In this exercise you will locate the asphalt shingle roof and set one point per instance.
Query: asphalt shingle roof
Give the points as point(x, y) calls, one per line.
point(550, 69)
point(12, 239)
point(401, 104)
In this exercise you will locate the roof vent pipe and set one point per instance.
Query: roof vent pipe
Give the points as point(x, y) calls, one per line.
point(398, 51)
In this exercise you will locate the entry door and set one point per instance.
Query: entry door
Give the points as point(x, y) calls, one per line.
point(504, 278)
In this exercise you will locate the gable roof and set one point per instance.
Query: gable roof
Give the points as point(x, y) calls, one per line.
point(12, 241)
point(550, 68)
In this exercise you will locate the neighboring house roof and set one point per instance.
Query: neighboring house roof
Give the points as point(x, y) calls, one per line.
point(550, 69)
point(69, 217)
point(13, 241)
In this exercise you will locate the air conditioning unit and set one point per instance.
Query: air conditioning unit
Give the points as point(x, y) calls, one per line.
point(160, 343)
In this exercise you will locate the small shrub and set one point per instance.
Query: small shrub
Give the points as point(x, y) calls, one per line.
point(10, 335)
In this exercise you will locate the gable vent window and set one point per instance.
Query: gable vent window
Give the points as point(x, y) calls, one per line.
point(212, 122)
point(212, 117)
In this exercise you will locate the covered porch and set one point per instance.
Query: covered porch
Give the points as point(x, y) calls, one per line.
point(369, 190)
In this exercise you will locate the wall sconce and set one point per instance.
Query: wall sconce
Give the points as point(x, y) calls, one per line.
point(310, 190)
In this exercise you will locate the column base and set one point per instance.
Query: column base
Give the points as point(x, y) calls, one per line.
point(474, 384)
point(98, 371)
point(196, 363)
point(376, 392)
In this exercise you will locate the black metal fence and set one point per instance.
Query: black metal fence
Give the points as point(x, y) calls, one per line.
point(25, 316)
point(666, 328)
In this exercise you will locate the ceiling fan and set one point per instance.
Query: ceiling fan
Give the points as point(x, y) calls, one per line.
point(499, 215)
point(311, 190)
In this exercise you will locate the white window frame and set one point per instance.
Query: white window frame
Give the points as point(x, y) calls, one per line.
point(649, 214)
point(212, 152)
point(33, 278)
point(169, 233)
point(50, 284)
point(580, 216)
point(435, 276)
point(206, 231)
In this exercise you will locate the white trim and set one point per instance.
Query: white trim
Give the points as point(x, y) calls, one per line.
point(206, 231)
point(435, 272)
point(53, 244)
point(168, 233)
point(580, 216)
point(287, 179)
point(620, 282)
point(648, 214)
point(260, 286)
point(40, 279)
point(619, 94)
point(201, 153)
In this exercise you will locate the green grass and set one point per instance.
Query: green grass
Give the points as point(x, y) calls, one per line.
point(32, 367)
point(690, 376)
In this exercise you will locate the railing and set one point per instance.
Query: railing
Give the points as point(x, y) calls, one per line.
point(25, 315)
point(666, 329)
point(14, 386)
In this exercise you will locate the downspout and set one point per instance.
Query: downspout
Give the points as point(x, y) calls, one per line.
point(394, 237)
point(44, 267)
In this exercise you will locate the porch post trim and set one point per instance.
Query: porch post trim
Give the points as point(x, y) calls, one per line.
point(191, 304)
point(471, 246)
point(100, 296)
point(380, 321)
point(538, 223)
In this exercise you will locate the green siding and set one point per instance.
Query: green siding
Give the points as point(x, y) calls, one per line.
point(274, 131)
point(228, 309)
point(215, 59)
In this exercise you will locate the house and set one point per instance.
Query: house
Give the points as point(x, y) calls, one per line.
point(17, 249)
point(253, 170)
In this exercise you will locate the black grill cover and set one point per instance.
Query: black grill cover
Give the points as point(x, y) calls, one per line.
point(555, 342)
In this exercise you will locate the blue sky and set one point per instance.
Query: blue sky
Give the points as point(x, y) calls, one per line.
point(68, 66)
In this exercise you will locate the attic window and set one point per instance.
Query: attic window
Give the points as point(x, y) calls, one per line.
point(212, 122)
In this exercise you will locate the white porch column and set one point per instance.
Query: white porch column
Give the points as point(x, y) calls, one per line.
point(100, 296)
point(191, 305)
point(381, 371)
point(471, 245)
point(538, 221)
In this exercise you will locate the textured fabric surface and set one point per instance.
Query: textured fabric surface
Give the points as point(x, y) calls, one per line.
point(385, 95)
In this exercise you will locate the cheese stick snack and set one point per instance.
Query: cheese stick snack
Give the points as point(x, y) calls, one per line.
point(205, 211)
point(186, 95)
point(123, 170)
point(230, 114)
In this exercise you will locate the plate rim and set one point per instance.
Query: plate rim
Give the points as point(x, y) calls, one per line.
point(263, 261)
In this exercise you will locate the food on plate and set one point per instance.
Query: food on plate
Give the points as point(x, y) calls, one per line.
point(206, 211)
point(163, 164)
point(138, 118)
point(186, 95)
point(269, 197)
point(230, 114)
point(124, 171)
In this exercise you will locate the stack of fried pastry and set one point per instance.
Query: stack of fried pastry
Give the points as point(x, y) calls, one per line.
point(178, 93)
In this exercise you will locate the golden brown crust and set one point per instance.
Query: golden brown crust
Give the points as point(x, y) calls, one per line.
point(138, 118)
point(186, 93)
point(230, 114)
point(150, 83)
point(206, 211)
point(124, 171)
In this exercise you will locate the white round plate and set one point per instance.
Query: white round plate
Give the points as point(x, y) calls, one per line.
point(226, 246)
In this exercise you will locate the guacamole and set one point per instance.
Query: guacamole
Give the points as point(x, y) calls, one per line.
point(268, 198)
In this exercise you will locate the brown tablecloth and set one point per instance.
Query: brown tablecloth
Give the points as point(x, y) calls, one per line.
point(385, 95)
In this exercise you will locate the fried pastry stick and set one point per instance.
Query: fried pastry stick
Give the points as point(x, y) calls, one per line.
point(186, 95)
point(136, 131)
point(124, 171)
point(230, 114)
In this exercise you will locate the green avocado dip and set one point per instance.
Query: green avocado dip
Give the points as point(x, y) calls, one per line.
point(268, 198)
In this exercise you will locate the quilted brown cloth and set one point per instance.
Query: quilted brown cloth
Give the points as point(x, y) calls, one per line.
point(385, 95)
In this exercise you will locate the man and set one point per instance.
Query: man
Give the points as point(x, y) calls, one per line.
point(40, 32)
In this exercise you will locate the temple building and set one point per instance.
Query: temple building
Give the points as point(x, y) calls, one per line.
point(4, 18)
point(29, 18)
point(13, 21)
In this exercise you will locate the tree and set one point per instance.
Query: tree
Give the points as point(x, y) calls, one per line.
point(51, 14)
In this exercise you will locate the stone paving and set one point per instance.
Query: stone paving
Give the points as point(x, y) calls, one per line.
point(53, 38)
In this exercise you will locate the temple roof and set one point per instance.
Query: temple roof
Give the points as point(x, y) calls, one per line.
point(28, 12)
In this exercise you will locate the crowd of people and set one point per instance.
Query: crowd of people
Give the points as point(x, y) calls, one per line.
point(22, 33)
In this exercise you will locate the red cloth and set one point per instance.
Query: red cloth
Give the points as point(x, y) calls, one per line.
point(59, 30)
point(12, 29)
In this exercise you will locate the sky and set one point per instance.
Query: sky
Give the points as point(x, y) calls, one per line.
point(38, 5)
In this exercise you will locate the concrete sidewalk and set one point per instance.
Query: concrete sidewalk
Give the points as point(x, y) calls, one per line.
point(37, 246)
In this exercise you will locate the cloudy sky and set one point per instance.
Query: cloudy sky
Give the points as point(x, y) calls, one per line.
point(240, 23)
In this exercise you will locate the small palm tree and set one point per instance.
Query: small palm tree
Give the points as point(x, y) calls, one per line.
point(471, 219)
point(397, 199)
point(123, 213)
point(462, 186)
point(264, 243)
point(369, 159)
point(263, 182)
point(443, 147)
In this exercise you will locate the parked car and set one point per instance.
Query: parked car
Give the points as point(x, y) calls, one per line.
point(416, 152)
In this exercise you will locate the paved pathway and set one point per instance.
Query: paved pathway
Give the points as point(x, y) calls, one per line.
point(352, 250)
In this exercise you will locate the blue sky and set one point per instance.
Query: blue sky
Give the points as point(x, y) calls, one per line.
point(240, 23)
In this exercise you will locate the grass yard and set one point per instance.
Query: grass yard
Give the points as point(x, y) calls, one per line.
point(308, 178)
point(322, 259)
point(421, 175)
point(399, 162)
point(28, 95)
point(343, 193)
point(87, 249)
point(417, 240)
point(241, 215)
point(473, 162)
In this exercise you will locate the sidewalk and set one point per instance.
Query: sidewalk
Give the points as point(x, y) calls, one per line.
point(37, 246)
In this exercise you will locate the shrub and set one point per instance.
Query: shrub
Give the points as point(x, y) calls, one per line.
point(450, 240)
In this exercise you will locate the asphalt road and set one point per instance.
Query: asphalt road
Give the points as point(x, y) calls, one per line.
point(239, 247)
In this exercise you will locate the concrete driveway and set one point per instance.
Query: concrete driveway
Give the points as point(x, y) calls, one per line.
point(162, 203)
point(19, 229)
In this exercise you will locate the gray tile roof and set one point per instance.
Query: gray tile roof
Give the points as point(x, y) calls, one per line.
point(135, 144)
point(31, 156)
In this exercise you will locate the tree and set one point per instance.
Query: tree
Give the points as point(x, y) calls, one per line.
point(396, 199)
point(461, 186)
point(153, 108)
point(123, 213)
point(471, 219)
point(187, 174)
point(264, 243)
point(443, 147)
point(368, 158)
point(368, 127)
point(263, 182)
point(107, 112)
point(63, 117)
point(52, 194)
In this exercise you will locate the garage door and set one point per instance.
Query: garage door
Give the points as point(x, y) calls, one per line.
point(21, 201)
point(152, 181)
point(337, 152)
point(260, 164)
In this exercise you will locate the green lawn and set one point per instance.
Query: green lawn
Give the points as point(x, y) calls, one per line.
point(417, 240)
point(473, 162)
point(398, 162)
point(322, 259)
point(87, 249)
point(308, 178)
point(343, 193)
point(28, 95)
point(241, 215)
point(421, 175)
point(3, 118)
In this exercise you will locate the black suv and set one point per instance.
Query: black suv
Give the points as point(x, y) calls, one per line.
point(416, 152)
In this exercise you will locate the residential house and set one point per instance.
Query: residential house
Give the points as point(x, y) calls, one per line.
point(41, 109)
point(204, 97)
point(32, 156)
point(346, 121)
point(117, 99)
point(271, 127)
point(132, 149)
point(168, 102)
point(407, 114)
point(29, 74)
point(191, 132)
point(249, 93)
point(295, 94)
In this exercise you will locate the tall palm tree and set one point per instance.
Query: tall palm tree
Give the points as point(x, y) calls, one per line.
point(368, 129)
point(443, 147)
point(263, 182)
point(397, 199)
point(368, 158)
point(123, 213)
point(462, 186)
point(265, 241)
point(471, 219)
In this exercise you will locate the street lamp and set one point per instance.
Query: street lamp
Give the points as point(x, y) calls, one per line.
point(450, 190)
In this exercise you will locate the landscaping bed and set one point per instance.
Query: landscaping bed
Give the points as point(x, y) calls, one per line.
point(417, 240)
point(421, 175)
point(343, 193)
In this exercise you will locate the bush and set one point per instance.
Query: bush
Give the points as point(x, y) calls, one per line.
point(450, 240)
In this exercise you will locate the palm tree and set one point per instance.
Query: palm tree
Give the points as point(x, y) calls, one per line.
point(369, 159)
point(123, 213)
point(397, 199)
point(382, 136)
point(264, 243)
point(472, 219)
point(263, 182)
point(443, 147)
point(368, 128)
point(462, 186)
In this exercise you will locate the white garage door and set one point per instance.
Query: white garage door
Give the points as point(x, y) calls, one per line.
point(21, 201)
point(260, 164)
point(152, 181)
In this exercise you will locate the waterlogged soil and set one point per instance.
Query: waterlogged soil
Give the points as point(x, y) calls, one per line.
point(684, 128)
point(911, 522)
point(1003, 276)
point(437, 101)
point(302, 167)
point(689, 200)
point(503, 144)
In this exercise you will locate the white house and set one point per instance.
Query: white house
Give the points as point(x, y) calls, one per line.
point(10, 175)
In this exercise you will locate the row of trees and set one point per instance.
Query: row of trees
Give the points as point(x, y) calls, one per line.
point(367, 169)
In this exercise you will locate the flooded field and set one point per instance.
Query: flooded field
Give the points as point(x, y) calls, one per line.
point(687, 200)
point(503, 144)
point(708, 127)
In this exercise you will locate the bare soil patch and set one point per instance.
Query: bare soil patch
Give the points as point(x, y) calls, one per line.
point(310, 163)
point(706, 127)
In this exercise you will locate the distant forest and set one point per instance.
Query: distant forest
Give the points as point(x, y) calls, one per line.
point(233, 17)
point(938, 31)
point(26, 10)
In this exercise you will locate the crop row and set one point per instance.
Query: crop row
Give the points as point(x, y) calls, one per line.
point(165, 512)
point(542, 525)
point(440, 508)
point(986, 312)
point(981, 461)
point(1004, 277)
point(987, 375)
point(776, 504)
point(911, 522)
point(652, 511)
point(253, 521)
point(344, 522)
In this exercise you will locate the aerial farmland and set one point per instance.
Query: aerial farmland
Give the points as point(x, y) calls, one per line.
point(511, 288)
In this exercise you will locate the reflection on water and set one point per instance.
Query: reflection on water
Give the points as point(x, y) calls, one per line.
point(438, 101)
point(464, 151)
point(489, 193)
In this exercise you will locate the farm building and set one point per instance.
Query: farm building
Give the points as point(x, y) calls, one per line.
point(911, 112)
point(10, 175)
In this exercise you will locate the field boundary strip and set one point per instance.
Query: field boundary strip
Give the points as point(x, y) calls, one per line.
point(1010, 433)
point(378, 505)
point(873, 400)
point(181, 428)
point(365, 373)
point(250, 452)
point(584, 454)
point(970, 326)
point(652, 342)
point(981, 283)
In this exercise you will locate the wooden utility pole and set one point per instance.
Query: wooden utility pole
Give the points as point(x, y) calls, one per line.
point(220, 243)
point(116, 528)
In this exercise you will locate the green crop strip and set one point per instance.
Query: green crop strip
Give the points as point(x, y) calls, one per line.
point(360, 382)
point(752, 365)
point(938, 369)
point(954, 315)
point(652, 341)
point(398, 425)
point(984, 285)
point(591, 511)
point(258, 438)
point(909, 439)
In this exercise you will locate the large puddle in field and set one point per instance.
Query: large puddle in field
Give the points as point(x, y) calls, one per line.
-*-
Work required :: Print, without alteration, only the lines above between the one holding "In this exercise you will locate the landscaping" and the one holding "Query: palm tree", inclusive.

Solution to the problem ::
In this exercise you will locate the landscaping bed and set one point per instance.
Query: landscaping bed
Give the points as point(x, y) calls, one per line.
point(417, 240)
point(421, 175)
point(343, 193)
In this exercise you will locate the bush and set one point per instance.
Query: bush
Give the points as point(x, y) calls, one per line.
point(450, 240)
In this exercise you will locate the palm tree and set one point per instance.
Query: palm tree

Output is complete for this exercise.